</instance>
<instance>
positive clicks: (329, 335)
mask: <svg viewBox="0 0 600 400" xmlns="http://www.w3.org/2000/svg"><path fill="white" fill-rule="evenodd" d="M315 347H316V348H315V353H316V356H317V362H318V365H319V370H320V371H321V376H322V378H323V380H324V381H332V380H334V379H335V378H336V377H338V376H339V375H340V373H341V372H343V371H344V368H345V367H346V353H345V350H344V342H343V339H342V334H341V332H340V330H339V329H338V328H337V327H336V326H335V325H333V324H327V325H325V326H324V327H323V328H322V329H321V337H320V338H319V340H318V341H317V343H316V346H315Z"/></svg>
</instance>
= = = = = = =
> _PROBLEM TO SOLVE_: Repeat only the stretch of lines starting at the one containing "positive clicks: (329, 335)" and running to the final line of the entries above.

> _COMPLETED EXERCISE_:
positive clicks: (329, 335)
mask: <svg viewBox="0 0 600 400" xmlns="http://www.w3.org/2000/svg"><path fill="white" fill-rule="evenodd" d="M315 347H316V348H315V353H316V356H317V362H318V365H319V370H320V371H321V376H322V378H323V380H324V381H332V380H334V379H335V378H336V377H338V376H339V375H340V373H341V372H343V371H344V368H345V367H346V353H345V350H344V342H343V339H342V334H341V332H340V330H339V329H338V328H337V327H336V326H335V325H333V324H327V325H325V326H324V327H323V328H322V329H321V337H320V338H319V340H318V341H317V343H316V346H315Z"/></svg>
</instance>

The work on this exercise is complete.